**Given data**

★ ★ ★ ★ ★

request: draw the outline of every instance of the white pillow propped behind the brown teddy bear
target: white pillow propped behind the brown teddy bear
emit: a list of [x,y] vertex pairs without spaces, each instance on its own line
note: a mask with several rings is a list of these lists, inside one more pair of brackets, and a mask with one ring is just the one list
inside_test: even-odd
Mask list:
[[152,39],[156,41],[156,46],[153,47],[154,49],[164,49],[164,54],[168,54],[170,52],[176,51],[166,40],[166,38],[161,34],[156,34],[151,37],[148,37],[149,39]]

★ ★ ★ ★ ★

**Exercise brief**
For the listing above, identify each line bearing "pillow".

**Exercise answer**
request: draw the outline of every instance of the white pillow propped behind the brown teddy bear
target: white pillow propped behind the brown teddy bear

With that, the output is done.